- [Entries shown]:
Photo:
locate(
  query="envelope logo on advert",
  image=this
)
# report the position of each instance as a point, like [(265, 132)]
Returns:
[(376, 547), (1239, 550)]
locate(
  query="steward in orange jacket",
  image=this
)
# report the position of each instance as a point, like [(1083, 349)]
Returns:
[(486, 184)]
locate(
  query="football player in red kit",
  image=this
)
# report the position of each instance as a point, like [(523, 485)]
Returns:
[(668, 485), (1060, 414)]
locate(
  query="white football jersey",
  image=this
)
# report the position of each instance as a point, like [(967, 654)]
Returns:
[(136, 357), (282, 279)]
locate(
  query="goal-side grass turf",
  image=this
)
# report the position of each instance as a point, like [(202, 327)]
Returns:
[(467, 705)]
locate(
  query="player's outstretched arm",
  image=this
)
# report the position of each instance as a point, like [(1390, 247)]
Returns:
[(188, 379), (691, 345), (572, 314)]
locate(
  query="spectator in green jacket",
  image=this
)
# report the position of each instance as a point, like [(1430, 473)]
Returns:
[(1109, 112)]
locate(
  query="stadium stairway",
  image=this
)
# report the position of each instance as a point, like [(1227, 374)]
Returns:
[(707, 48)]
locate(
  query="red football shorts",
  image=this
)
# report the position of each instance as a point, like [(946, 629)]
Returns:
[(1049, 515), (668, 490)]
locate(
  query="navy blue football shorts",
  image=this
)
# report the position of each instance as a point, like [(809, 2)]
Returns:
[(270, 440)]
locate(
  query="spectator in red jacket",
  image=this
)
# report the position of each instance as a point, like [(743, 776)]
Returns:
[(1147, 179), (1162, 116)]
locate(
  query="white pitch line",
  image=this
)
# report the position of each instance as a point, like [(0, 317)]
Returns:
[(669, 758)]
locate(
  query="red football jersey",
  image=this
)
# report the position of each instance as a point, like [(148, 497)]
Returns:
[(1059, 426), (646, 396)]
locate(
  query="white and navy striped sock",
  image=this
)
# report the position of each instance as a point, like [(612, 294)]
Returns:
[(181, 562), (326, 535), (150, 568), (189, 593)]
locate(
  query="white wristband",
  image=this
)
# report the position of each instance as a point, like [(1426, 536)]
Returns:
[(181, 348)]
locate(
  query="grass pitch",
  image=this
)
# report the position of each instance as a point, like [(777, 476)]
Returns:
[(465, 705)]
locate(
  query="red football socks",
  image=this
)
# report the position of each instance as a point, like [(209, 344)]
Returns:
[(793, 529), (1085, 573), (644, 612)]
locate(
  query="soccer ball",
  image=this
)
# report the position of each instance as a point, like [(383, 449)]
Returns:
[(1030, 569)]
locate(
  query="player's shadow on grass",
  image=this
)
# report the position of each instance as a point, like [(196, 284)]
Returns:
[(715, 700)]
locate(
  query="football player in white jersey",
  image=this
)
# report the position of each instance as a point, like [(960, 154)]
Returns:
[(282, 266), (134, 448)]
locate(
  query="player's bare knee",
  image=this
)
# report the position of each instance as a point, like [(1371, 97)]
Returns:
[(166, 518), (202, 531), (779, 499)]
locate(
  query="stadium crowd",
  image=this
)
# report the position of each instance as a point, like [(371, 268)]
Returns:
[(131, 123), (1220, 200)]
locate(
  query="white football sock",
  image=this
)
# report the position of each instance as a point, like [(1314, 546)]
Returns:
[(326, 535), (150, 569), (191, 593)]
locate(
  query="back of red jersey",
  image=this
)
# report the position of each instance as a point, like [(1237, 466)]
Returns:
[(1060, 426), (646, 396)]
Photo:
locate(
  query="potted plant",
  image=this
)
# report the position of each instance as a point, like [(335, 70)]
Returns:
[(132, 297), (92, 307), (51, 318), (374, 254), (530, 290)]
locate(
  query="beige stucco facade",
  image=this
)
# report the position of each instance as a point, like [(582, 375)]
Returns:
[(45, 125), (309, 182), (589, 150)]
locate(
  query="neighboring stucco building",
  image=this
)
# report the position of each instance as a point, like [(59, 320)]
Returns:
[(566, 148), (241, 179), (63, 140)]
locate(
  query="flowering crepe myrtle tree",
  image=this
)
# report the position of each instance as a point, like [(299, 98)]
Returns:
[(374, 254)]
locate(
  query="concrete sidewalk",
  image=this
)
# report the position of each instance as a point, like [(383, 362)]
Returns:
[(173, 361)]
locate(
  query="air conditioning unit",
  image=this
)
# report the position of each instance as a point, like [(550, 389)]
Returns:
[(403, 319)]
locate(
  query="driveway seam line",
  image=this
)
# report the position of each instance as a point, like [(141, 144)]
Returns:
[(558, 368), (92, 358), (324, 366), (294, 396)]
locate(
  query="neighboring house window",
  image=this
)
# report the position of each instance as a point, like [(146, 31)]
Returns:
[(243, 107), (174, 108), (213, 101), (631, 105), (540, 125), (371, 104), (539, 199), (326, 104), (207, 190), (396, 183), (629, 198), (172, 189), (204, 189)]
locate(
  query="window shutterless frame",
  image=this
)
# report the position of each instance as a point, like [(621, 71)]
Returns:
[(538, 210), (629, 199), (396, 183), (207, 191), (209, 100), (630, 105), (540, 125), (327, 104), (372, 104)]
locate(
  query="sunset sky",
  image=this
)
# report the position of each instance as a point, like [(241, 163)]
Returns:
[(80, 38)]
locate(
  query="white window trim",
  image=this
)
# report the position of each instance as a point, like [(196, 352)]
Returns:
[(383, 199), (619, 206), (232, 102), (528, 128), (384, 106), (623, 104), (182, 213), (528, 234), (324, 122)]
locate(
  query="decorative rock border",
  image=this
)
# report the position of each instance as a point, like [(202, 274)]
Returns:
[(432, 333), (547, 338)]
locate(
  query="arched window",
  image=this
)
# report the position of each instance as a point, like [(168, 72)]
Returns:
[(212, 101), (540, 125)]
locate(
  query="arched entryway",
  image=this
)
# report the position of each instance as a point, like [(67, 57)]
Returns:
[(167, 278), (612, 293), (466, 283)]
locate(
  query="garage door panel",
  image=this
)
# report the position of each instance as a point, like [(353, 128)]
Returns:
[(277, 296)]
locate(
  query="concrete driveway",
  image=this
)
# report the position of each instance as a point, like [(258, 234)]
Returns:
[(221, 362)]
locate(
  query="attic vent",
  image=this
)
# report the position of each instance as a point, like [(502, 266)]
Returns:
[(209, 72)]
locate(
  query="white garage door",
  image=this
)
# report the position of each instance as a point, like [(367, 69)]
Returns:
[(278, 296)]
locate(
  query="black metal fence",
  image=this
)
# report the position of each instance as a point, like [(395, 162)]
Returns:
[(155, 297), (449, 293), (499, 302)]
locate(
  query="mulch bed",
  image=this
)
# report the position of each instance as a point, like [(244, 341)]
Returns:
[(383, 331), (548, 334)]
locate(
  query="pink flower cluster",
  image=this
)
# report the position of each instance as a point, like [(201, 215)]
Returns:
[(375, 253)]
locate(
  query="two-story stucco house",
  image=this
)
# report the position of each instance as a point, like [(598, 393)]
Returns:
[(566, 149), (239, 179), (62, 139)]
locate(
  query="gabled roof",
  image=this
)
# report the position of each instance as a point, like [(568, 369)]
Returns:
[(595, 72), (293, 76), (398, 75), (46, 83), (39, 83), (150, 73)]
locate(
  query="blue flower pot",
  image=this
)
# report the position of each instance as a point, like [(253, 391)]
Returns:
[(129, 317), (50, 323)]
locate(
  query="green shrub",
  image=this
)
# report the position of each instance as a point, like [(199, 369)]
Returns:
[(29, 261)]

- [Your instructions]: Exactly reproduce every record.

- [Completed task]:
Photo:
locate(
  query="envelope logo on advert",
  image=this
)
# report the position of each instance as a point, like [(265, 132)]
Returns:
[(376, 547), (1239, 550)]
locate(
  query="steward in orange jacket",
  image=this
)
# report the position of each instance as a point, like [(1083, 349)]
Returns:
[(486, 184)]
locate(
  query="football player in red kit",
  image=this
)
# report the position of each instance as a point, like [(523, 485)]
Returns:
[(668, 485), (1060, 414)]
locate(
  query="white football jersey",
  image=this
)
# report the position of each instance as a point, like [(967, 654)]
Returns:
[(136, 357), (282, 279)]
locate(
  query="goal-side grass turf",
  image=this
)
# report the position of each instance as a point, like [(202, 327)]
Returns:
[(467, 705)]
locate(
  query="player's outstretched arm",
  image=this
)
# report the position of each instance as a point, like [(1390, 247)]
Returns:
[(188, 379), (691, 345), (572, 314)]
locate(
  query="spectator in green jacket",
  image=this
)
# report the position of each instance as a point, like [(1430, 473)]
Returns:
[(1109, 112)]
locate(
  query="stadium stairway",
  image=this
)
# report the position of each instance as a point, like [(1227, 374)]
Returns:
[(707, 48)]
locate(
  query="red football shorts",
  image=this
)
# report the position of each instance as a point, like [(946, 629)]
Returns:
[(1049, 515), (668, 490)]
locate(
  query="navy blue football shorts",
  image=this
)
# report the position of each instance as a point, like [(809, 2)]
Returns:
[(270, 440)]
locate(
  query="spectator in red jacket",
  image=this
)
# report the position of each instance as a point, like [(743, 776)]
Returns:
[(1147, 179), (1162, 116)]
locate(
  query="white pitch line",
  image=this
)
# report the position of each instance as a point, like [(0, 317)]
Returns:
[(669, 758)]
locate(
  query="red football jersey",
  image=this
)
# report the position of each instance as a point, like [(148, 497)]
Returns:
[(1059, 426), (646, 396)]
locate(
  query="white and navy striped sock",
  image=this
)
# report the position of each instance as a point, like [(612, 294)]
Returns:
[(181, 562), (326, 535), (150, 568), (189, 593)]
locate(
  query="white wristband",
  image=this
)
# report the position of each instance as a point, like [(1426, 536)]
Returns:
[(181, 348)]
locate(
  query="grass pitch",
  image=this
)
# report the position of each instance as a point, like [(777, 476)]
Returns:
[(465, 705)]
locate(
  query="red football socks",
  image=this
)
# report the position of each instance as a point, like [(209, 344)]
Returns:
[(793, 529), (1085, 573), (644, 612)]
locate(
  query="soccer ball",
  image=this
)
# report the position of each instance as a point, like [(383, 449)]
Returns:
[(1030, 569)]
locate(
  query="player's shadow on grass",
  image=this
)
# report the position of each instance as a point, like [(196, 284)]
Returns:
[(715, 700)]
locate(
  query="football player in white jersey",
  image=this
)
# report the position of each instance as a point, like [(960, 154)]
Returns:
[(282, 266), (134, 448)]
locate(
  query="player's bare knee",
  image=this
)
# report the position of each instance as a point, like [(1371, 97)]
Returns:
[(166, 518), (202, 531), (779, 499)]
locate(
  query="stadium crowd",
  image=this
)
# report the position of each instance as a point, like [(371, 268)]
Returns:
[(131, 123), (1220, 200)]
locate(
  query="white football sock",
  image=this
)
# report the position of each instance as a point, like [(1314, 546)]
Returns:
[(326, 535), (150, 569), (191, 593)]
locate(
  query="back of red jersey",
  image=this
)
# report the position of each instance as a point, like [(1237, 466)]
Returns:
[(1060, 426), (646, 396)]
Photo:
locate(
  query="potted plant",
  image=this
)
# report the position of each instance as a point, like [(335, 70)]
Returns:
[(132, 297), (92, 307), (51, 318), (374, 254), (530, 290)]
locate(
  query="beige stucco facade",
  image=this
)
# report the position of each instance as a point, like [(582, 375)]
Returns:
[(45, 125), (309, 182), (589, 150)]
locate(
  query="neighboring stucco building",
  image=this
)
# report the position of each instance as a point, like [(59, 320)]
Returns:
[(566, 148), (241, 179), (63, 140)]
locate(
  query="flowering crepe myrtle tree",
  image=this
)
# report the position of each instance as a point, like [(299, 98)]
Returns:
[(374, 254)]
locate(
  query="concrete sidewalk",
  image=this
)
# report the position of each instance as a point, like [(383, 362)]
Returns:
[(173, 361)]
locate(
  query="air conditioning unit",
  image=this
)
# report the position of each instance as a point, like [(550, 389)]
Returns:
[(403, 319)]
locate(
  query="driveway seam line",
  image=this
)
# report the position of each instance as a point, like [(141, 144)]
Returns:
[(558, 368), (92, 358), (324, 366), (294, 396)]
locate(
  query="neighboring house window",
  image=this
)
# report the position of each instance as a point, like [(146, 31)]
Returns:
[(243, 107), (174, 108), (213, 101), (631, 105), (540, 125), (371, 104), (539, 199), (326, 104), (207, 190), (396, 183), (629, 198), (172, 189), (204, 189)]
locate(
  query="window shutterless frame",
  image=this
)
# report the position of each instance as a point, like [(621, 71)]
Returns:
[(538, 210), (629, 199), (396, 183), (207, 191), (209, 100), (630, 105), (540, 125), (327, 104), (372, 104)]
locate(
  query="sunset sky",
  image=this
)
# report the position of each instance as a point, like [(241, 163)]
Returns:
[(80, 38)]
locate(
  query="white window trim",
  image=this
)
# report the position of each instance as a point, like [(196, 352)]
Returns:
[(383, 199), (619, 206), (232, 102), (528, 128), (384, 106), (623, 104), (182, 213), (528, 234), (324, 122)]
locate(
  query="decorative rock border",
  image=this
)
# report the position of each instance as a point, like [(202, 274)]
Returns:
[(432, 333), (547, 338)]
locate(
  query="arched window",
  image=this
)
# report the position of each instance as a point, like [(168, 72)]
Returns:
[(212, 101), (540, 125)]
locate(
  query="arched entryway",
  image=this
)
# report the position of each instance as a point, like [(67, 57)]
Returns:
[(167, 278), (612, 293), (466, 283)]
locate(
  query="garage door panel",
  image=this
)
# report the position of each instance as a point, like [(353, 128)]
Returns:
[(277, 296)]
locate(
  query="concrete driveway",
  image=this
)
# report the position of each instance as a point, like [(258, 234)]
Returns:
[(221, 362)]
locate(
  query="attic vent",
  image=this
)
# report the position of each instance as a point, like [(502, 266)]
Returns:
[(209, 72)]
locate(
  query="white garage door",
  image=this
)
# report the position of each instance as a point, like [(367, 69)]
Returns:
[(278, 296)]
locate(
  query="black metal fence",
  image=this
)
# report the position of each instance as a point, like [(395, 162)]
Returns:
[(155, 297), (449, 293), (499, 302)]
locate(
  query="mulch bed",
  image=this
)
# report the position of each instance as a point, like [(244, 341)]
Returns:
[(383, 331), (548, 334)]
locate(
  query="pink flower cluster",
  image=this
)
# report the position of each instance as a point, like [(201, 215)]
Returns:
[(375, 253)]
locate(
  query="two-story stucco house",
  image=this
)
# report the position of each instance as a point, like [(598, 393)]
Returns:
[(566, 149), (239, 179), (62, 139)]
locate(
  query="gabled roof",
  image=this
)
# report the position of each instance as a point, like [(568, 369)]
Returns:
[(595, 72), (293, 76), (398, 75), (46, 83), (39, 83), (150, 73)]
locate(
  query="blue flower pot",
  image=this
)
# report the position of each instance as a point, like [(253, 391)]
Returns:
[(129, 317), (50, 323)]
locate(
  query="green shrub",
  image=this
)
# report the position of each instance as a point, like [(199, 369)]
Returns:
[(29, 261)]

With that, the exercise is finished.